(Task requirements): Set down the line that contains "plant sprouting from" and every line after it to the end of the entries, exactly as they stand and nothing more.

Some records:
------------------------------------------------------------

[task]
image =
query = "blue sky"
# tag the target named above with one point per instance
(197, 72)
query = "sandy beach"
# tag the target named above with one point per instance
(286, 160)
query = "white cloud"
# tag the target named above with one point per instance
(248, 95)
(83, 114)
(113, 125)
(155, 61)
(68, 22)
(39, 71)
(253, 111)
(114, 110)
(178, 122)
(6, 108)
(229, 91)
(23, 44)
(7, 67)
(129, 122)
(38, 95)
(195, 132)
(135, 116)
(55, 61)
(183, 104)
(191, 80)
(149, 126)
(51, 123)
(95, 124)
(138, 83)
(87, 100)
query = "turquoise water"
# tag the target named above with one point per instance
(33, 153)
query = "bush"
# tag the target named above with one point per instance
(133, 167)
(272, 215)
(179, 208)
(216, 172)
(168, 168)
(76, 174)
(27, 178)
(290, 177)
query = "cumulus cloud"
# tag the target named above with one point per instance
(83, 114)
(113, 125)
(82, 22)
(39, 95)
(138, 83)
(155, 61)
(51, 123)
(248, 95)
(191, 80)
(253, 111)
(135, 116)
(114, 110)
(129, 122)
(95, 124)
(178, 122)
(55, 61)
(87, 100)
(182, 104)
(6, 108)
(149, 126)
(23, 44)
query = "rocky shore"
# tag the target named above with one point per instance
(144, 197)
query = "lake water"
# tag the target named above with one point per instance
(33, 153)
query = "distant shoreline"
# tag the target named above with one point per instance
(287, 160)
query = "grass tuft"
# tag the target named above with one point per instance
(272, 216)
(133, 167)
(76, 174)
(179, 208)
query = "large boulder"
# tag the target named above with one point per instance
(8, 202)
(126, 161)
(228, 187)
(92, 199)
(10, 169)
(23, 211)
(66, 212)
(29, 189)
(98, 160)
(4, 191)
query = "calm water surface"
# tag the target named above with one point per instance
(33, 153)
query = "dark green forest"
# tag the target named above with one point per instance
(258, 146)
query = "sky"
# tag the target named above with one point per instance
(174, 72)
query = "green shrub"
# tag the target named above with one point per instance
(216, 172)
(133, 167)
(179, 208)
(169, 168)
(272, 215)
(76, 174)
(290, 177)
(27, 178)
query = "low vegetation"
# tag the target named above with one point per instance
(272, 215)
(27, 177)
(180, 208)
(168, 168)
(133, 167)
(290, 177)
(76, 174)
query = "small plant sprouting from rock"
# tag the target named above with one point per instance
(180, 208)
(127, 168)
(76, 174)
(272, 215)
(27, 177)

------------------------------------------------------------

(Task result):
query = "small plant sprouting from rock"
# tag the target named above with one point per instance
(180, 208)
(127, 168)
(76, 174)
(272, 215)
(27, 177)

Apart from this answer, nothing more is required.